* [Input material]

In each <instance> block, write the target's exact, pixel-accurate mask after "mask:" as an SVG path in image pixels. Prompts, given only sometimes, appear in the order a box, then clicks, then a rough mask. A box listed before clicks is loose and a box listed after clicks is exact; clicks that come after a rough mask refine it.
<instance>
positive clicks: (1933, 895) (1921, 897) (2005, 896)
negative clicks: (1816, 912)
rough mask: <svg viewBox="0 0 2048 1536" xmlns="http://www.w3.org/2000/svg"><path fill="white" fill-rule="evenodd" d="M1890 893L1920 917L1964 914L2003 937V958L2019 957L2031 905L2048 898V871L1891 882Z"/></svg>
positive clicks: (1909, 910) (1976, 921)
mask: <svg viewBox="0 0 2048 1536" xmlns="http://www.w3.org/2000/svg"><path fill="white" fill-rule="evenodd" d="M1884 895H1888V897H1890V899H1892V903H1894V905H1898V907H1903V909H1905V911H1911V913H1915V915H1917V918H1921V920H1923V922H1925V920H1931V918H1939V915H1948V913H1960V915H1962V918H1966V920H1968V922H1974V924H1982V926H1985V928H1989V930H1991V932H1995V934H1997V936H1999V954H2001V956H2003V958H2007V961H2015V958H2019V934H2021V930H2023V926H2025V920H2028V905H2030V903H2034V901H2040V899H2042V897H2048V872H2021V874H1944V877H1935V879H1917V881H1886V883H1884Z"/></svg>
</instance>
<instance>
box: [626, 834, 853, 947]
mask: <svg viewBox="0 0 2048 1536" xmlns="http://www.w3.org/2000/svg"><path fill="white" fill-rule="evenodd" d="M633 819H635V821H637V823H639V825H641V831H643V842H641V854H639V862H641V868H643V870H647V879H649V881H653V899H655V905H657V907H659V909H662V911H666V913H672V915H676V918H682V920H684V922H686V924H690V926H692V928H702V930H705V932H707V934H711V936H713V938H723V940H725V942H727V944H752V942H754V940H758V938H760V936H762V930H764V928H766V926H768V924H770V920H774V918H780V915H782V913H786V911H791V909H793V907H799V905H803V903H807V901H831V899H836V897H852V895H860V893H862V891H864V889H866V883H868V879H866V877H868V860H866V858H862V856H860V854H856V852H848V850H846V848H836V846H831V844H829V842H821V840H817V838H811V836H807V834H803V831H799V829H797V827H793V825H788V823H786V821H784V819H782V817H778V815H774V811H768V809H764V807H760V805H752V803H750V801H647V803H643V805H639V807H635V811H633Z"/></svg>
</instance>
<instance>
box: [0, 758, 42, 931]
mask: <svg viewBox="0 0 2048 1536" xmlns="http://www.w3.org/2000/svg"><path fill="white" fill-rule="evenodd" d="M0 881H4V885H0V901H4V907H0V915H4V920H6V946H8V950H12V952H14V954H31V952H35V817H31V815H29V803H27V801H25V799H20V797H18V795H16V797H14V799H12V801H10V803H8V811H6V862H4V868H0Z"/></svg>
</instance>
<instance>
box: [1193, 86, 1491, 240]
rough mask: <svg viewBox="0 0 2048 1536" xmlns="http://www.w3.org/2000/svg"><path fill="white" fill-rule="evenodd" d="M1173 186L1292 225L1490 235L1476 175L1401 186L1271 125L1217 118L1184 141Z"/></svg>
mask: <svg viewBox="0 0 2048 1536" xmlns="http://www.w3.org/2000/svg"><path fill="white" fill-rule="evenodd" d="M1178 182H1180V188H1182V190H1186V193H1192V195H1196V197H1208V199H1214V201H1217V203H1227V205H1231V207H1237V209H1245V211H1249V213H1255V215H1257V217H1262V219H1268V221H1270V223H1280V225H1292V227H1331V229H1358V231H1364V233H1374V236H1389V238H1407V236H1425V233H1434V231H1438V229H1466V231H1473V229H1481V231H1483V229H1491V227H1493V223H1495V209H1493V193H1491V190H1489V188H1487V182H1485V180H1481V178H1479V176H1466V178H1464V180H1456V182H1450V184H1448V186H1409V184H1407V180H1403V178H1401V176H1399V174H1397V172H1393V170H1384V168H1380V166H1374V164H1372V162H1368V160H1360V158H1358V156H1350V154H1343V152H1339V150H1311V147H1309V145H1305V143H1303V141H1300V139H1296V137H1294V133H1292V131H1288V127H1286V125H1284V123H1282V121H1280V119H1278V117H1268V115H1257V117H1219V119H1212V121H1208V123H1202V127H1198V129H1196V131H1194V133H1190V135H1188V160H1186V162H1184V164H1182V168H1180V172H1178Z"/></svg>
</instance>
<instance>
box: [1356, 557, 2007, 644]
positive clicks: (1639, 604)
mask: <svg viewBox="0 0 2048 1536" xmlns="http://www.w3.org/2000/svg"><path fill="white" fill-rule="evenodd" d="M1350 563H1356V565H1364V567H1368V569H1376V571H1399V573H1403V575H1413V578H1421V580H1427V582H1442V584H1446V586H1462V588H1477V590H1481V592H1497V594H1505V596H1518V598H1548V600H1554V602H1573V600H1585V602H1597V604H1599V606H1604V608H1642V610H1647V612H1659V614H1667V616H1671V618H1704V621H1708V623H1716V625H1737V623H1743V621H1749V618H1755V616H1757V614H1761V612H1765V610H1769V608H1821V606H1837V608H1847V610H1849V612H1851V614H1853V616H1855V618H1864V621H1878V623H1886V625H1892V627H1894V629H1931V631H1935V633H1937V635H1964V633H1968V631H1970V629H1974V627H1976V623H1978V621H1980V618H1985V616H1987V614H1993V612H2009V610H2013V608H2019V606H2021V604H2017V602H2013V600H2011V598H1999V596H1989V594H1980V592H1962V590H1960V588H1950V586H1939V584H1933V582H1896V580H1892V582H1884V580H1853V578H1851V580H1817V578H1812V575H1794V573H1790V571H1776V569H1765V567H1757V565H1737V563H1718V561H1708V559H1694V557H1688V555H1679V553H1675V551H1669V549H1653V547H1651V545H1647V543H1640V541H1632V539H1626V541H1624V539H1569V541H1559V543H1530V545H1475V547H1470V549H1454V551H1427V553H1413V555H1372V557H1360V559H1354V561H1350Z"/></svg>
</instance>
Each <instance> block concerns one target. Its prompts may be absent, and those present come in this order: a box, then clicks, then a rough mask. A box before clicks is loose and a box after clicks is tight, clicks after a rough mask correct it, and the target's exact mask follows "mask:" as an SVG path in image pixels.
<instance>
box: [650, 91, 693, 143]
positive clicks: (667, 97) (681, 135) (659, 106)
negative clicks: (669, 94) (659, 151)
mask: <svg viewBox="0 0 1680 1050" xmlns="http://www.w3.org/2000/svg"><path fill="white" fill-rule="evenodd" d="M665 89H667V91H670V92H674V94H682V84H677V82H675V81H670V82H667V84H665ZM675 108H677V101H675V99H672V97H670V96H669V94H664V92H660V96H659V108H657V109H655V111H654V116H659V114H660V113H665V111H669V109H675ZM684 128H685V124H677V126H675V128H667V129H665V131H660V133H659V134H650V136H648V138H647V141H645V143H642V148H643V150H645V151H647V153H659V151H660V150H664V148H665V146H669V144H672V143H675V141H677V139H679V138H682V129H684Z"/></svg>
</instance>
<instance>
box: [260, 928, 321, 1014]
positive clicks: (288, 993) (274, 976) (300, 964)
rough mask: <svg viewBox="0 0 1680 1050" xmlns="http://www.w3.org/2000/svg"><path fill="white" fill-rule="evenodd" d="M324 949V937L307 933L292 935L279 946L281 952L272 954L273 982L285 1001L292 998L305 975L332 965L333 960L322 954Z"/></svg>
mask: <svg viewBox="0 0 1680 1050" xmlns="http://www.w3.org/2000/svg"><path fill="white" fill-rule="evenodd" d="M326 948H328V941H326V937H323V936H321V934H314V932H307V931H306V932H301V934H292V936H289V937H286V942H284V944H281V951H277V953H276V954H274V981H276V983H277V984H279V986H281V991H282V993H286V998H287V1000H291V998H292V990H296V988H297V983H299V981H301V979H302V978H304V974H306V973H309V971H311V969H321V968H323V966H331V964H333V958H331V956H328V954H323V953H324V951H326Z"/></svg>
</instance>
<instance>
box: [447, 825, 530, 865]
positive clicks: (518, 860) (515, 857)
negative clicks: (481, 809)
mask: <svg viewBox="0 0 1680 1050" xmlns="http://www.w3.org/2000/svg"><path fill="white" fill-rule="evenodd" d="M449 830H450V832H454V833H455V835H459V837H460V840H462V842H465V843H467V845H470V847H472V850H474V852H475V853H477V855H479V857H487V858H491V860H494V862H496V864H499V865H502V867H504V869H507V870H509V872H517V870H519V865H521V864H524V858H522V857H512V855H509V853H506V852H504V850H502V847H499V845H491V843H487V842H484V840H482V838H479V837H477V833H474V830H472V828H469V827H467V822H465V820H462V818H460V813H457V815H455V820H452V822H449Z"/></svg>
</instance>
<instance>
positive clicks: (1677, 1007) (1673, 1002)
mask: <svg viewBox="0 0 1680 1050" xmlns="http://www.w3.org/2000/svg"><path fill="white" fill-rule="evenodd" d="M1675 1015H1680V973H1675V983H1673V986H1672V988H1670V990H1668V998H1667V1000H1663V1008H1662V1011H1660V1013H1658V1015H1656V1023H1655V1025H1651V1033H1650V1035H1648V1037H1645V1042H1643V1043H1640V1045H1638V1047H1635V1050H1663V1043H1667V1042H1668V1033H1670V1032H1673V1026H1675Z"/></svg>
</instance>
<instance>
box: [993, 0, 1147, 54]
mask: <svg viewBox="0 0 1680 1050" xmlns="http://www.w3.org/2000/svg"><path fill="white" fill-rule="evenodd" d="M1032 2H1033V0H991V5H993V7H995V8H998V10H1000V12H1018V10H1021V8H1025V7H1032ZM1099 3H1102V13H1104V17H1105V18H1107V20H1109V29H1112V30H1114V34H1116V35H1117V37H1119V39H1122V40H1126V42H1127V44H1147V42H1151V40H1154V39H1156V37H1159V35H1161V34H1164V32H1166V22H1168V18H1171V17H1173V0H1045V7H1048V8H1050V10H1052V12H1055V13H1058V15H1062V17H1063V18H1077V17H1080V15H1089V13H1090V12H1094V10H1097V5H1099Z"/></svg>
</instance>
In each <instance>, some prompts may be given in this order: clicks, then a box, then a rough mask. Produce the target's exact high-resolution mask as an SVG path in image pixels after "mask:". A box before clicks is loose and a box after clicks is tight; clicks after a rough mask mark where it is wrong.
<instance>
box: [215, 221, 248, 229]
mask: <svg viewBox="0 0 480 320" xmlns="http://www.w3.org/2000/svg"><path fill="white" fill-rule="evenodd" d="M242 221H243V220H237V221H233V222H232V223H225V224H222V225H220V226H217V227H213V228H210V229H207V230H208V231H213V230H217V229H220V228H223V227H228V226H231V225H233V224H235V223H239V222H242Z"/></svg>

* [What is expected]
How many lines of the entries above contain the word "negative"? Reply with the number alone.

* [Solved problem]
3